**Requirement**:
Copy the listing from the line containing "of the navy" through the end of the listing, inclusive, swapping "sweater" for "cardigan" and leaving everything else as it is.

* * * *

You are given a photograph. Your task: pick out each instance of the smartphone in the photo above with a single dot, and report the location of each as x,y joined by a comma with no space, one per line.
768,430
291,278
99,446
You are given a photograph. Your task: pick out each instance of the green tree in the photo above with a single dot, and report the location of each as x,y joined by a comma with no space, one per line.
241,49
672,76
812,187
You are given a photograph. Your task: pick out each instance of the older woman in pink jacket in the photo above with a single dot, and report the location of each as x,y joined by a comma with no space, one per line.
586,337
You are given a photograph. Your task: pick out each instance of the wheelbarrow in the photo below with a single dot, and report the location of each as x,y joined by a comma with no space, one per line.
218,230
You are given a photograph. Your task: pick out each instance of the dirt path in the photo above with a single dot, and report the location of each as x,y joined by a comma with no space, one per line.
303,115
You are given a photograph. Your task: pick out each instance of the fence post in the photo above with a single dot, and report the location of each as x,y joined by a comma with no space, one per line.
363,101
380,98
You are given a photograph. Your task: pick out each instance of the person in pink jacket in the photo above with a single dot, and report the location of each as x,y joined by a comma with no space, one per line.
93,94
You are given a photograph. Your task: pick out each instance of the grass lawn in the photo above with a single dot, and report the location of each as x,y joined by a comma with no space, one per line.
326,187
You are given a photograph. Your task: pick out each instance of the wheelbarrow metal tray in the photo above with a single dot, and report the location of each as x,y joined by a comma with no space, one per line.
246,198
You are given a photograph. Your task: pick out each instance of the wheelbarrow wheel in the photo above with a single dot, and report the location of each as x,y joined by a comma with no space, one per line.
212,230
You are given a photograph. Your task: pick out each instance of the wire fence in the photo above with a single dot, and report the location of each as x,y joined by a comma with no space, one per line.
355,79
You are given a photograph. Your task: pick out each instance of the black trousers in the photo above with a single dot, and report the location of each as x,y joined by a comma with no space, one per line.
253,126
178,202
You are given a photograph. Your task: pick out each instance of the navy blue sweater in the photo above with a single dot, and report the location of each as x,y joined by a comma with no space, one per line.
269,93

* * * *

**Response for this exercise**:
You are given a photograph. Your task: pick out each instance of the navy blue cardigan in the photo above with a single dot, and report the location of each as x,y joined by a comma with no space, one per line.
269,93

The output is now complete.